■ **Written problem**
Copy out all of the material exactly.

■ **Exercise material**
........
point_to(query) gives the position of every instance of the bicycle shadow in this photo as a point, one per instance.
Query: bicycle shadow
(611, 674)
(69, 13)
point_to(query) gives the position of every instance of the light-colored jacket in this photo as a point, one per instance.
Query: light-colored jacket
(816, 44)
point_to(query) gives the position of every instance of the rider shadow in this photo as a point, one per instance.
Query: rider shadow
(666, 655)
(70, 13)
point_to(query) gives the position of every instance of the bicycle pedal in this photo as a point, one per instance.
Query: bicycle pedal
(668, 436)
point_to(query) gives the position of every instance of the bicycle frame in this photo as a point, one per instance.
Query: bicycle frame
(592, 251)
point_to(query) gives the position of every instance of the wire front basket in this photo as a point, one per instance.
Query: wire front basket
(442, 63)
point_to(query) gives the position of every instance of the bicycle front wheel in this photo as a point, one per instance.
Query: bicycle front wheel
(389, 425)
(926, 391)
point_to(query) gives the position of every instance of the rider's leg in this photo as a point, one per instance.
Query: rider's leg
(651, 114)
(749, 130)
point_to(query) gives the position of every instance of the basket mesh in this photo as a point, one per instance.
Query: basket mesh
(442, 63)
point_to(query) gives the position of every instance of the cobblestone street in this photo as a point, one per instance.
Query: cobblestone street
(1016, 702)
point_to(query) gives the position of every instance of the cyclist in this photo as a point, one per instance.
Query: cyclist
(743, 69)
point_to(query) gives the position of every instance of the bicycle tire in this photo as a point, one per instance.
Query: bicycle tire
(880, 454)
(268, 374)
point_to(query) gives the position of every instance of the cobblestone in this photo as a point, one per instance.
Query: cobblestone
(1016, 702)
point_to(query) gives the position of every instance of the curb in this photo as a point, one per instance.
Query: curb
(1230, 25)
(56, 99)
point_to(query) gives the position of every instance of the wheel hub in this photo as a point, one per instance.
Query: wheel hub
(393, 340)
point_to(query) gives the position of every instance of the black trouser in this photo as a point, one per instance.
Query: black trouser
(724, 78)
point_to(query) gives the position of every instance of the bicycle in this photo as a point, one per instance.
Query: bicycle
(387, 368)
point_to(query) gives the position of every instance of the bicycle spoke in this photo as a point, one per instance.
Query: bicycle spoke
........
■ **Worked answer**
point_to(query) gives the position of every instance of the bicycle shadow in this photo as a point, one per instance.
Query: bicycle shadow
(611, 674)
(69, 13)
point_to(query) gives the position of every instance of the light-colored jacket in this photo as a point, one per instance.
Query: light-colored jacket
(816, 44)
point_to(query) gives the position of every instance of the rider shadow in this photo as a point, one per instance.
Query: rider shadow
(666, 655)
(70, 13)
point_to(query) gives the position of every instance of the bicycle pedal in this photo as a point, one per instance.
Query: bicycle pedal
(668, 436)
point_to(query) gives the position of every instance of the bicycle frame in this photo as a point, one per instance.
Query: bicycle frame
(592, 251)
point_to(query) gives the position of every instance of the wire front basket in this photo as a point, one per instance.
Query: wire front basket
(442, 63)
point_to(query) gives the position of every instance of the bicycle front wheel in this photo as a point, one per instance.
Query: bicycle front wheel
(389, 425)
(926, 391)
point_to(query) gives the position of every instance of the rider's leg in this photo as a point, one per instance.
Query: rider's leg
(651, 114)
(749, 130)
point_to(query) gives the position of every instance of the basket mesh in this photo as a point, one per instance.
Query: basket mesh
(442, 63)
point_to(query) gives the position of every instance of the cobblestone street in this photo as a point, one per instance.
Query: cobblestone street
(1016, 702)
point_to(query) gives the position of every instance of the cyclist in this photo as a point, one per instance.
Query: cyclist
(743, 69)
point_to(query) gives the position of every instance of the bicycle tire in this photo as a point, one per instance.
Query: bicycle tire
(880, 454)
(268, 374)
point_to(query) gives the position of every instance of the cobblestone in this photo as a point, one per instance.
Query: cobblestone
(1016, 702)
point_to(query) gives the position of every instance of the curb in this photo as a point, one per instance.
Query: curb
(1230, 25)
(56, 99)
point_to(query) gives the position of every instance of the wheel hub in this photo as a point, one per instance.
Query: wheel hub
(393, 340)
point_to(query) gives the position of every instance of the black trouser in this photo as a point, one per instance.
Query: black trouser
(724, 78)
point_to(query) gives the position of every instance of the bicycle in this photo as a point, one per instance.
Query: bicycle
(387, 368)
point_to(query) gives the position of every instance of the bicycle spoke in this photo as a point, one per instance.
Query: bicycle spoke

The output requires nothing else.